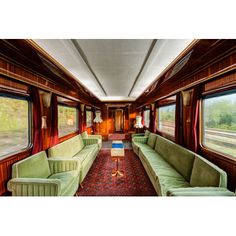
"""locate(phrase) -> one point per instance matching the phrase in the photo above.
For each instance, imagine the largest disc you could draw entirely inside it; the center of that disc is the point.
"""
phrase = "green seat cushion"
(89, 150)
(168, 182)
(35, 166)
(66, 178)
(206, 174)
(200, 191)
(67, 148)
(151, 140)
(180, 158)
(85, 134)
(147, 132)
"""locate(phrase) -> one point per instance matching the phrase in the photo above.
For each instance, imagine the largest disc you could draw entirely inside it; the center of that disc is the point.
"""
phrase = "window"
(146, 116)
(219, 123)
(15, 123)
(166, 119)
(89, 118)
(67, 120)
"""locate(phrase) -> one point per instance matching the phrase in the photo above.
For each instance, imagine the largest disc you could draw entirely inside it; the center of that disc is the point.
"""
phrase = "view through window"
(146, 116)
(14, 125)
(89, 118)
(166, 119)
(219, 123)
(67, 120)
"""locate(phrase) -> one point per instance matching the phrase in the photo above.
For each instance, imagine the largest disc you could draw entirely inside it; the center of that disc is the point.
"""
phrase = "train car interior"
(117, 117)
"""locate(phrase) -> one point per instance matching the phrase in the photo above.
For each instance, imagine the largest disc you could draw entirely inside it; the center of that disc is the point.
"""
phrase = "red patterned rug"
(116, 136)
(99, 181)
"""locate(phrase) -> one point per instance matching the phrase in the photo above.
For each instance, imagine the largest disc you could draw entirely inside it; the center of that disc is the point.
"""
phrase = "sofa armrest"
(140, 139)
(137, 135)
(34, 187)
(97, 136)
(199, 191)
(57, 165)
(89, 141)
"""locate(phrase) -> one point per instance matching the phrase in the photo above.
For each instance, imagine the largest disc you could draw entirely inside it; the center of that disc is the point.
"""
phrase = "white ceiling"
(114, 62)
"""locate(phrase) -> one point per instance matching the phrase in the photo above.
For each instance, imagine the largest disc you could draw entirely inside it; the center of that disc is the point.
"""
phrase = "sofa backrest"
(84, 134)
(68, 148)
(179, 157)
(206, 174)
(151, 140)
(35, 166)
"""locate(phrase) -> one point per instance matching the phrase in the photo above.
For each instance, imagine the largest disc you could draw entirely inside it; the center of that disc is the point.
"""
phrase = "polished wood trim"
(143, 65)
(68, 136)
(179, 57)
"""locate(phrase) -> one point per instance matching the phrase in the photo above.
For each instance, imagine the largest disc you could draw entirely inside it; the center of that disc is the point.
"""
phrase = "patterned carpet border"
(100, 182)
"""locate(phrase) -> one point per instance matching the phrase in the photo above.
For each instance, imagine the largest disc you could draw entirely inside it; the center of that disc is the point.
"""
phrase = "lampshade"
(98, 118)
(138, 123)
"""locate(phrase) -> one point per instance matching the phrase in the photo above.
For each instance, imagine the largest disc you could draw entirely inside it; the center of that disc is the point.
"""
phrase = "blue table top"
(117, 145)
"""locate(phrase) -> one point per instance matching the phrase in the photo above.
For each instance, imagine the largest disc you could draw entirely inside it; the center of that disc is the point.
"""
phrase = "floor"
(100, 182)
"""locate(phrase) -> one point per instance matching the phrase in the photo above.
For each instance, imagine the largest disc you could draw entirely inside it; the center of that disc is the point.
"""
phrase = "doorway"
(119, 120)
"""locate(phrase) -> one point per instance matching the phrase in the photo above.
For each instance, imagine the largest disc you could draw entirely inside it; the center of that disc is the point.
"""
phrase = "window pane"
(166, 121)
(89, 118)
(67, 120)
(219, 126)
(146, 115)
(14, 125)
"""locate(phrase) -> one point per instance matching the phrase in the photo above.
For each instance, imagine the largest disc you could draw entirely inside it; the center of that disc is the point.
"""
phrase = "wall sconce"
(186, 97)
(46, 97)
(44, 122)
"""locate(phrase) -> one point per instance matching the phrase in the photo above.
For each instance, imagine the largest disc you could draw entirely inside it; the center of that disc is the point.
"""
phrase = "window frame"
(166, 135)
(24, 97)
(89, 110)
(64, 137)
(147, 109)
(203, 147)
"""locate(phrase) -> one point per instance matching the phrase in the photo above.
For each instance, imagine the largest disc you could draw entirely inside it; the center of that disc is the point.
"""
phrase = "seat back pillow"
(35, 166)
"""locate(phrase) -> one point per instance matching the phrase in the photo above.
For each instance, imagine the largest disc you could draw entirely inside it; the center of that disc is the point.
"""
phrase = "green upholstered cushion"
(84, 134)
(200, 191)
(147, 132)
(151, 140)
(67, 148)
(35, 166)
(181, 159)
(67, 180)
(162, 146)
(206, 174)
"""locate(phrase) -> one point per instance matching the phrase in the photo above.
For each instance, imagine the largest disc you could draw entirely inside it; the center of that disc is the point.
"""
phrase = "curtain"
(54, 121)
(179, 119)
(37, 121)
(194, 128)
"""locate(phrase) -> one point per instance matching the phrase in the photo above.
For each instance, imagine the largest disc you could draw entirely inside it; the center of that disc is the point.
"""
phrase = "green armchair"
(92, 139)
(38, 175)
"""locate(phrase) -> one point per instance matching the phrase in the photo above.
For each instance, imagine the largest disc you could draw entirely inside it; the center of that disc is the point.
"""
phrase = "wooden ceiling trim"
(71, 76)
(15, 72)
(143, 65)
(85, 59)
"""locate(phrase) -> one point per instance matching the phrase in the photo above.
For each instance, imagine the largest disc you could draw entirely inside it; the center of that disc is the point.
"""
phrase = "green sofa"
==*==
# [WHAT IS EXPECTED]
Print the full listing exactly, dropping the pictures.

# [TASK OUTPUT]
"""locate(phrase) -> one point per instance matching the phrase in the photo above.
For each instance, imagine the largest disc you could draw entirely inside it; the center of that disc is the point.
"""
phrase = "green seat cushion"
(89, 150)
(168, 182)
(35, 166)
(66, 178)
(206, 174)
(200, 191)
(67, 148)
(151, 140)
(180, 158)
(85, 134)
(147, 132)
"""locate(phrase) -> one point per instance matching the phrase in the photo above.
For each instance, imagine the largest disc you could draw entirely inside it; the center of that disc is the point.
"""
phrase = "window"
(146, 116)
(219, 123)
(15, 123)
(166, 119)
(89, 118)
(67, 120)
"""locate(phrase) -> one point per instance matching the phrase in the photo above.
For each instance, imagine the largest disc you could draw entirely inside it; the center of that disc is the point.
"""
phrase = "view through window"
(146, 116)
(14, 125)
(89, 118)
(166, 119)
(219, 123)
(67, 120)
"""locate(phrase) -> one point per instance matching the phrase in the photo above.
For each instance, imagine the largest disc you could draw entirely inside it; the center of that disc is the point.
"""
phrase = "train car interior"
(117, 117)
"""locate(phrase) -> one point per instance matching the phrase in the photo above.
For each instance, imagine the largest disc you could draw entirely inside it; the center of that disc is the point.
"""
phrase = "red patterned rug"
(116, 136)
(99, 181)
"""locate(phrase) -> one point per instance matching the phrase in the photo above.
For each instance, imagine the largest disc you could draw entirely inside it; the center of that disc is the point.
"""
phrase = "sofa armrest"
(140, 139)
(137, 135)
(34, 187)
(97, 136)
(199, 191)
(57, 165)
(89, 141)
"""locate(phrase) -> one point per instance matching the phrase in the photo above.
For each instance, imagine the largest disc you could draw entirely inside it; the center of that disc is the point.
"""
phrase = "white ceiling"
(114, 62)
"""locate(phrase) -> one point per instance matching the phrase in the photo above.
For each instance, imagine the largest disc you could draw entirely inside it; the center of that disc is the point.
"""
phrase = "sofa backrest"
(84, 134)
(68, 148)
(179, 157)
(206, 174)
(151, 140)
(35, 166)
"""locate(phrase) -> one point per instance matching the phrase in the photo above.
For each instance, imagine the largest disc you could draw entirely inside it; the center of that disc is the point.
"""
phrase = "polished wood trim"
(143, 65)
(68, 136)
(179, 57)
"""locate(phrase) -> one point per instance matching the phrase in the photo above.
For each instance, imagine the largest disc you could draw entirely inside it; the center of that disc is the point.
"""
phrase = "patterned carpet border"
(100, 182)
"""locate(phrase) -> one point per instance matching the phrase in the photo above.
For each instance, imagine the largest disc you could draw entirely inside it; the center of that disc is the point.
"""
phrase = "lampshade"
(98, 118)
(138, 123)
"""locate(phrase) -> one point per instance matching the phrase in the photo above.
For each instance, imagine the largest disc you could draw entirely inside it; the center of that disc is the point.
"""
phrase = "blue table top"
(117, 145)
"""locate(phrase) -> one point per instance matching the phrase in the photo above.
For each instance, imagine the largest disc you could draw entirely inside it; the center of that disc is the point.
"""
phrase = "floor"
(100, 182)
"""locate(phrase) -> one point per instance matching the phrase in the photo above.
For each instance, imagine the largest disc you could draw entirely inside it; the center of that disc is the point.
"""
phrase = "doorway"
(119, 120)
"""locate(phrase) -> one point per instance matching the phrase in the photo above.
For each instance, imagine the largest disc you could draw entirely inside it; the center of that disc is the point.
"""
phrase = "window pane"
(166, 121)
(89, 118)
(67, 120)
(219, 126)
(146, 115)
(14, 125)
"""locate(phrase) -> one point per instance matching the phrase in the photo above.
For each instance, imagine the largest disc you could draw entirely inside it; the center of that disc is the point.
"""
phrase = "wall sconce"
(186, 97)
(46, 97)
(44, 122)
"""locate(phrase) -> one point per instance matching the phrase in the photo above.
For each instance, imagine the largest disc you could draw entirely inside it; the center of that disc is the point.
"""
phrase = "window frame"
(166, 135)
(24, 97)
(89, 110)
(64, 137)
(147, 109)
(203, 147)
"""locate(phrase) -> one point per instance matching the phrase in the photo above.
For each instance, imagine the largest disc you could draw entirely inside it; the center of that disc is the point.
"""
phrase = "seat back pillow"
(35, 166)
"""locate(phrase) -> one point per instance matching the phrase in the photo above.
For each instance, imagine the largest disc you could draw entirely inside it; the center of that disc is the point.
"""
phrase = "green upholstered cushion"
(84, 134)
(200, 191)
(147, 132)
(151, 140)
(67, 148)
(35, 166)
(181, 159)
(67, 180)
(162, 146)
(206, 174)
"""locate(phrase) -> one point per instance matching the phrase in the photo above.
For each instance, imagine the largest disc you could draw entirely inside it; the center of that disc is the point.
"""
phrase = "curtain"
(54, 121)
(179, 119)
(37, 121)
(194, 128)
"""locate(phrase) -> one point per instance matching the phrase in the photo above.
For each instance, imagine the largest disc you could draw entirely inside it; the center of that disc is the point.
"""
phrase = "green armchair"
(92, 139)
(38, 175)
"""locate(phrase) -> one point per instance matching the phrase in the photo above.
For each instance, imagine the largest disc you could draw entirely inside it; the center of that disc is the point.
"""
phrase = "wooden ceiling trim"
(71, 76)
(15, 72)
(143, 65)
(85, 59)
"""locate(phrase) -> one point per instance matching the phrase in the photo above.
For each instance, imagine the largest disc you could draw entirely inside it; the center of that disc is the point.
"""
phrase = "green sofa"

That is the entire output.